**Задание 1:** Определите, согласуются ли с отрывком о ночи на 1 ноября утверждения (а), (б) и (в): (а) около 10 часов утра рассказчика внезапно разбудили; (б) Краснов заявил, что примет условие о выдаче Керенского; (в) матросскую делегацию возглавлял Краснов. На каждое ответьте «да» или «нет» и приведите решающие слова отрывка дословно.

Так началась ночь на 1 ноября. Никаких сведений от парламентеров «с фронта». Никаких известий из СПб. В полутемных и мрачных бесконечных коридорах старого Павловского дворца толпятся настороженные, обозленные люди. В отравленном страхом воздухе 1 носятся самые невероятные, чудовищные слухи. Начинается повсюду шепот: если казаки выдадут добровольно Керенского, они 1 свободно вернутся к себе домой, на тихий Дон… Соблазн слишком велик. Мысль о предательстве овладевает умами и незаметно превращается в действительность. Долгая осенняя ночь никогда не кончится. Минуты кажутся часами. А крысы бегут с тонущего корабля. В моих комнатах, вчера еще переполненных, ни души. Тишина и покой смерти царствует вокруг. Мы одни. Нас очень немного, неразлучных эти месяцы, связанных общим жребием. Ничто не мешает нам теперь в тишине и покое подумать о грядущем… Уже было светло, когда, уничтожив все бумаги и письма, которые нельзя было оставить в «чужих руках», я прилег на постель и задремал с единственной мыслью: придут ли утром эшелоны?

Около 10 часов утра меня внезапно будят. Совершенно неожиданное известие: казаки — парламентеры вернулись с матросской делегацией во главе с Дыбенко. Основное условие матросов — безусловная выдача Керенского в распоряжение большевистских властей. Казаки готовы принять это условие.

Сообщение было достаточно неожиданное. До последней минуты, несмотря на все подозрительные симптомы и мрачные предчувствия, мы не допускали такой низости. Но факт был налицо.

Оставалось одно: вывести на свежую воду самого Краснова и его штаб. Оставалось выяснить: замешаны ли они сами в предательстве? Посылаю тотчас же за генералом. Приходит — корректный, слишком спокойный. Я спрашиваю: известно ли ему, что происходит сейчас внизу? Прошу объяснить: как он мог допустить присутствие матросов в самом дворце? Как он мог даже не предупредить, не осведомить меня об этом? Краснов с чрезвычайной длительностью стал разъяснять, что это совещание с матросами никакой особой важности не имеет; что он пристально следит через верных людей за всем там происходящим; что он считает даже эти переговоры событием чрезвычайно для нас благоприятным. Пусть их там говорят, рассуждал он, день пройдет в разговорах, спросах, а к вечеру положение разъяснится; придет пехота, и мы переменим тон. А что касается моей выдачи, то ничего подобного он никогда не примет. Я могу быть совершенно спокойным. Но ему кажется, что, может, было бы полезно, если бы я сам лично, конечно, с хорошим экскортом — он его даст — поехал в Петроград непосредственно договориться с партиями и даже со Смольным. Да, это предприятие очень рискованное, но не следует ли на него решиться во имя спасения государства… Так рассуждал в моем присутствии генерал Краснов. Это было мое последнее свидание с генералом. Нервность, сменившая наружное спокойствие первых минут, бегающие глаза, странная улыбка — все это не оставляло никаких сомнений. Торг о цене моей головы, происходящий внизу, не был вовсе так безобиден, как мне только что старались его изобразить.

**Задание 2:** Измените весь листинг ниже, заменив «reflection» на «glint» и оставив всё остальное как есть. Картинки в ответ не включайте.

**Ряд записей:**
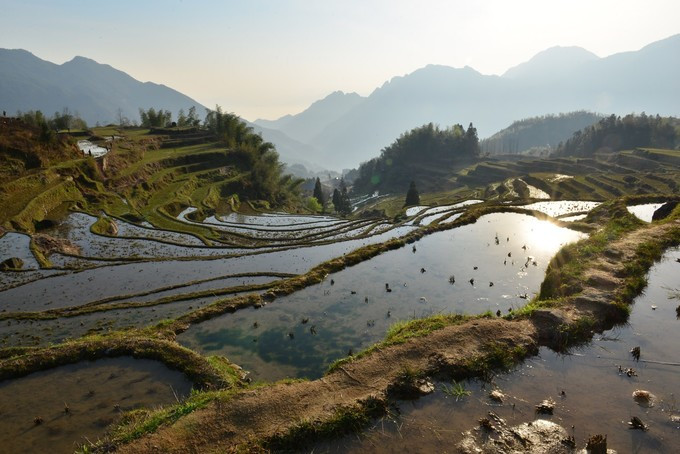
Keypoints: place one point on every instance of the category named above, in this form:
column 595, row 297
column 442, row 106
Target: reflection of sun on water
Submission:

**Ожидаемый ответ 1:**
(а) Да: «Около 10 часов утра меня внезапно будят».
(б) Нет: «А что касается моей выдачи, то ничего подобного он никогда не примет».
(в) Нет: «с матросской делегацией во главе с Дыбенко».

**Ожидаемый ответ 2:**
Keypoints: place one point on every instance of the category named above, in this form:
column 595, row 297
column 442, row 106
Target: glint of sun on water
Submission:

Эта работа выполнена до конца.